Task statement: In your copy, include every line of the listing below exactly but none of the pictures.

Given records:
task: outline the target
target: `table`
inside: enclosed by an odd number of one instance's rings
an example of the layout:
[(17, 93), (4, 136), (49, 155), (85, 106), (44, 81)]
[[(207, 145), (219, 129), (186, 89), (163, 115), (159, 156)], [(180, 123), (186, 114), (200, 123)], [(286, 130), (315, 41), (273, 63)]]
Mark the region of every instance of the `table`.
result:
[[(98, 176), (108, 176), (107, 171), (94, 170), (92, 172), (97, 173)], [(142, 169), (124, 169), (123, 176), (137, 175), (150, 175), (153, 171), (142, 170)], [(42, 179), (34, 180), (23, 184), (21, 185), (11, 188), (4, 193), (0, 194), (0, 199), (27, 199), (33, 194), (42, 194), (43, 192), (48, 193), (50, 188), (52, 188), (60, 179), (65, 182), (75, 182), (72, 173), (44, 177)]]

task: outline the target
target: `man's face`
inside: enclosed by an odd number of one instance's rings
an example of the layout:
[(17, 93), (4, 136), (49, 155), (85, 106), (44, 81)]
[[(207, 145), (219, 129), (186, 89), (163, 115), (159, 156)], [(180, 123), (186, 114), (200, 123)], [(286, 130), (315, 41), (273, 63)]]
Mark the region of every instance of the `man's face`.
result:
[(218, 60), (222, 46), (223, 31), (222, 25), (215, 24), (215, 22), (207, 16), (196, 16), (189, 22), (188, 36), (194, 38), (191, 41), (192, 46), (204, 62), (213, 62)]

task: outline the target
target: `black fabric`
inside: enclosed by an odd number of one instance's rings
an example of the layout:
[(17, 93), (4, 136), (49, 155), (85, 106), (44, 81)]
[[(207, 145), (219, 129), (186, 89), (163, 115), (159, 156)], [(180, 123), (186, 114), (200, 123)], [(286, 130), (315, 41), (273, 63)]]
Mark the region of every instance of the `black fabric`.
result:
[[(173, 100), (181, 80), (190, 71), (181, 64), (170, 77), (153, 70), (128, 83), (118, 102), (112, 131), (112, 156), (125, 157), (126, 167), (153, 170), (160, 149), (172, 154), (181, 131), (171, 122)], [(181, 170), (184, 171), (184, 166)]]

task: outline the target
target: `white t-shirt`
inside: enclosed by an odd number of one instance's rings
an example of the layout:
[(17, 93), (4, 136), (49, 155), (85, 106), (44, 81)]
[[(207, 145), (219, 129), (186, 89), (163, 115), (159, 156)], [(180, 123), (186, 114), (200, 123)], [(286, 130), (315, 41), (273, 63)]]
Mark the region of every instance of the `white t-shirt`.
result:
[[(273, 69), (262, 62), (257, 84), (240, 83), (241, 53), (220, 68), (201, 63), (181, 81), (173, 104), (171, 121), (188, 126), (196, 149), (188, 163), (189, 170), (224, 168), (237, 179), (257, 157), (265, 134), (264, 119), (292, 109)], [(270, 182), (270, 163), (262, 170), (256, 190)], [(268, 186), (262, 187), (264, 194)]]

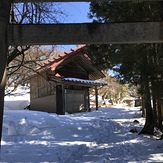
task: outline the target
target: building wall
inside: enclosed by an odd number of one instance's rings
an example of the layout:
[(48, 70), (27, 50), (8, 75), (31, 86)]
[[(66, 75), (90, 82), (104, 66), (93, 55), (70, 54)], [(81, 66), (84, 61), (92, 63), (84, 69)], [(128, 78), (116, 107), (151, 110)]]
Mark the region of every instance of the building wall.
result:
[(65, 90), (65, 111), (77, 113), (85, 110), (84, 90)]
[(56, 95), (31, 100), (30, 110), (56, 113)]

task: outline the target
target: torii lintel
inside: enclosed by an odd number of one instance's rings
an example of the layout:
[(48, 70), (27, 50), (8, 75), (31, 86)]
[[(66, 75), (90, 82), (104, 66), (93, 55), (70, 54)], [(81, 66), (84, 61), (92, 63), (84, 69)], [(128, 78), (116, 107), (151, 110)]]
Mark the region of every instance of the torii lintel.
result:
[(163, 42), (162, 22), (9, 25), (9, 45)]

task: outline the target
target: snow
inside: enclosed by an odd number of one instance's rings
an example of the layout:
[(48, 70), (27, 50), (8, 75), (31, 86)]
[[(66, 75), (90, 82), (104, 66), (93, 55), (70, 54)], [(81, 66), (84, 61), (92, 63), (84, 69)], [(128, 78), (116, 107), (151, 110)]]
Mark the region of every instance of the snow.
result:
[[(15, 98), (19, 102), (23, 97)], [(115, 106), (66, 115), (11, 107), (4, 111), (0, 162), (163, 162), (162, 140), (130, 132), (133, 128), (140, 132), (143, 125), (139, 107)]]

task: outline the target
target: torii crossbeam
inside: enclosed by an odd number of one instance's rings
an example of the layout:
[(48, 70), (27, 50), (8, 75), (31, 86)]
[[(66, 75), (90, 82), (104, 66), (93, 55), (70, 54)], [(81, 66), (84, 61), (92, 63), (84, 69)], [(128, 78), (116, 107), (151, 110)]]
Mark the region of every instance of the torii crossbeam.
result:
[[(8, 45), (163, 42), (163, 24), (160, 22), (58, 25), (9, 24), (11, 2), (90, 1), (94, 0), (0, 0), (0, 140), (2, 136)], [(13, 30), (13, 38), (11, 38), (11, 29)]]

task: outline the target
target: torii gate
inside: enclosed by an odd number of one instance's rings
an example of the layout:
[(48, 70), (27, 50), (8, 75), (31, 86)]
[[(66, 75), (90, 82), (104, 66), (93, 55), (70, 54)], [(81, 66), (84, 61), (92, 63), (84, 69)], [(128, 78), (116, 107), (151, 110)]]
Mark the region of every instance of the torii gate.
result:
[[(0, 140), (2, 136), (6, 63), (9, 45), (108, 44), (163, 42), (162, 22), (108, 24), (9, 24), (11, 1), (89, 2), (93, 0), (0, 0)], [(101, 0), (105, 1), (105, 0)], [(122, 1), (122, 0), (112, 0)], [(125, 1), (125, 0), (124, 0)], [(127, 1), (127, 0), (126, 0)], [(11, 32), (12, 31), (12, 32)], [(77, 31), (77, 32), (74, 32)], [(40, 35), (41, 33), (41, 35)], [(3, 102), (2, 102), (3, 101)]]

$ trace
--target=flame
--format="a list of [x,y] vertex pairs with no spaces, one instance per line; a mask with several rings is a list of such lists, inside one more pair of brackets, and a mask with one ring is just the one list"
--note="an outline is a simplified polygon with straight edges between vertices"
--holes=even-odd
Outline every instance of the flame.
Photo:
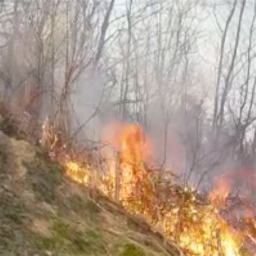
[[[139,125],[111,124],[103,141],[110,146],[102,151],[107,171],[98,172],[98,189],[112,199],[118,190],[118,200],[127,211],[142,214],[163,230],[186,255],[242,255],[240,249],[246,232],[235,230],[219,213],[231,190],[228,179],[218,178],[210,200],[199,203],[198,192],[192,187],[163,186],[159,172],[152,182],[153,172],[146,165],[152,145]],[[66,160],[64,166],[73,179],[90,184],[89,165]]]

Written solution:
task: outline the target
target: `table`
inside: enclosed by an odd number of one instance's rings
an example of the layout:
[(17, 93), (4, 136), (49, 155), (85, 106), (44, 81)]
[[(207, 145), (219, 129), (186, 89), (163, 115), (159, 156)], [(180, 123), (186, 114), (200, 123)], [(286, 130), (315, 41), (273, 63)]]
Mark the region of every instance of the `table`.
result:
[[(98, 176), (108, 176), (107, 171), (94, 170), (92, 172), (97, 173)], [(142, 169), (124, 169), (123, 176), (137, 175), (150, 175), (153, 171), (142, 170)], [(42, 179), (34, 180), (23, 184), (21, 185), (11, 188), (4, 193), (0, 194), (0, 199), (27, 199), (33, 194), (42, 194), (43, 192), (48, 193), (50, 188), (52, 188), (60, 179), (65, 182), (75, 182), (72, 173), (44, 177)]]

task: outline the target
target: `man's face`
inside: enclosed by an odd number of one instance's rings
an example of the layout:
[(17, 93), (4, 136), (49, 155), (85, 106), (44, 81)]
[[(207, 145), (219, 129), (186, 89), (163, 115), (159, 156)], [(180, 123), (186, 114), (200, 123)], [(286, 130), (315, 41), (273, 63)]]
Mark the region of every instance of the `man's face`.
result:
[(218, 60), (222, 46), (223, 31), (222, 25), (215, 24), (215, 22), (207, 16), (196, 16), (189, 22), (188, 36), (194, 38), (191, 41), (192, 46), (204, 62), (213, 62)]

task: outline the target
target: `black fabric`
inside: enclosed by an odd number of one instance's rings
an example of the layout:
[(17, 93), (4, 136), (49, 155), (85, 106), (44, 81)]
[[(207, 145), (219, 129), (186, 89), (163, 115), (159, 156)], [(180, 123), (186, 114), (200, 123)], [(286, 130), (315, 41), (273, 63)]]
Mark the region of every instance of the `black fabric`.
result:
[[(173, 100), (181, 80), (190, 71), (181, 64), (170, 77), (153, 70), (128, 83), (118, 102), (112, 131), (112, 156), (125, 157), (126, 167), (153, 170), (160, 149), (172, 154), (181, 131), (171, 122)], [(181, 170), (184, 171), (184, 166)]]

task: outline the target
target: `white t-shirt`
inside: enclosed by an odd number of one instance's rings
an example of the layout:
[(17, 93), (4, 136), (49, 155), (85, 106), (44, 81)]
[[(207, 145), (219, 129), (186, 89), (163, 115), (159, 156)], [(180, 123), (186, 114), (200, 123)], [(286, 130), (315, 41), (273, 63)]]
Mark the region of every instance of the `white t-shirt`.
result:
[[(273, 69), (262, 62), (257, 84), (240, 83), (241, 53), (220, 68), (201, 63), (181, 81), (173, 104), (171, 121), (188, 126), (196, 149), (188, 163), (189, 170), (224, 168), (237, 179), (257, 157), (265, 134), (264, 119), (292, 109)], [(270, 182), (270, 163), (262, 170), (256, 190)], [(268, 186), (262, 187), (264, 194)]]

task: outline the target
target: building wall
inside: enclosed by an odd number of one instance's rings
an example of the layout:
[(48, 70), (27, 50), (8, 75), (31, 86)]
[[(66, 75), (90, 82), (104, 66), (93, 55), (70, 54)], [(81, 66), (84, 61), (92, 63), (84, 69)], [(128, 78), (116, 107), (151, 110)]]
Mark the region of every instance of the building wall.
result:
[(65, 90), (65, 111), (77, 113), (85, 110), (84, 90)]
[(56, 95), (31, 100), (30, 110), (56, 113)]

task: outline the target
target: torii lintel
inside: enclosed by an odd number of one instance's rings
an example of the layout:
[(48, 70), (27, 50), (8, 75), (31, 86)]
[[(66, 75), (90, 82), (104, 66), (93, 55), (70, 54)], [(81, 66), (84, 61), (92, 63), (84, 69)], [(128, 78), (116, 107), (151, 110)]]
Mark the region of every instance of the torii lintel.
result:
[(163, 42), (162, 22), (9, 25), (9, 45)]

task: outline the target
target: snow
inside: enclosed by an odd number of one instance's rings
an example of the layout:
[(48, 70), (27, 50), (8, 75), (31, 86)]
[[(66, 75), (90, 82), (104, 66), (93, 55), (70, 54)], [(81, 66), (84, 61), (92, 63), (84, 69)], [(128, 78), (116, 107), (151, 110)]]
Mark the region of every instance of the snow.
result:
[[(15, 98), (19, 102), (23, 97)], [(115, 106), (66, 115), (11, 107), (4, 111), (0, 162), (163, 162), (162, 140), (130, 132), (133, 128), (140, 132), (143, 125), (139, 107)]]

task: outline the target
target: torii crossbeam
inside: enclosed by an odd number of one instance's rings
an example of the layout:
[(48, 70), (27, 50), (8, 75), (31, 86)]
[[(66, 75), (90, 82), (104, 66), (93, 55), (70, 54)], [(81, 66), (84, 61), (92, 63), (84, 69)], [(128, 78), (116, 107), (151, 110)]]
Mark the region of every instance of the torii crossbeam.
result:
[[(8, 45), (163, 42), (163, 24), (160, 22), (58, 25), (9, 24), (11, 2), (90, 1), (94, 0), (0, 0), (0, 140), (2, 136)], [(13, 30), (13, 38), (11, 38), (11, 29)]]

task: outline the target
target: torii gate
inside: enclosed by an odd number of one instance's rings
an example of the layout:
[(48, 70), (27, 50), (8, 75), (31, 86)]
[[(66, 75), (90, 82), (104, 66), (93, 55), (70, 54)], [(81, 66), (84, 61), (92, 63), (84, 69)], [(128, 78), (116, 107), (151, 110)]]
Mark the region of every instance of the torii gate.
result:
[[(0, 140), (2, 136), (6, 63), (9, 45), (108, 44), (163, 42), (162, 22), (108, 24), (9, 24), (11, 1), (89, 2), (93, 0), (0, 0)], [(101, 0), (105, 1), (105, 0)], [(122, 1), (122, 0), (112, 0)], [(125, 1), (125, 0), (124, 0)], [(127, 1), (127, 0), (126, 0)], [(11, 32), (12, 31), (12, 32)], [(77, 31), (77, 32), (74, 32)], [(40, 35), (41, 33), (41, 35)], [(3, 102), (2, 102), (3, 101)]]

$ trace
--target=flame
--format="a list of [x,y] vertex pairs with no spaces, one instance per line; a mask with several rings is a list of such lists, inside one more pair of brackets, and a mask with one ring is just the one list"
--note="an outline is a simplified polygon with straight edges between vertices"
--holes=even-odd
Outline every instance of the flame.
Photo:
[[[139,125],[111,124],[103,141],[110,146],[102,151],[107,171],[98,172],[98,189],[112,199],[118,190],[118,200],[127,211],[142,214],[163,230],[186,255],[242,255],[240,249],[246,232],[235,230],[219,213],[231,190],[228,179],[218,178],[210,200],[199,203],[198,192],[192,187],[163,186],[159,172],[152,182],[153,172],[146,165],[152,145]],[[66,160],[64,166],[73,179],[90,184],[89,165]]]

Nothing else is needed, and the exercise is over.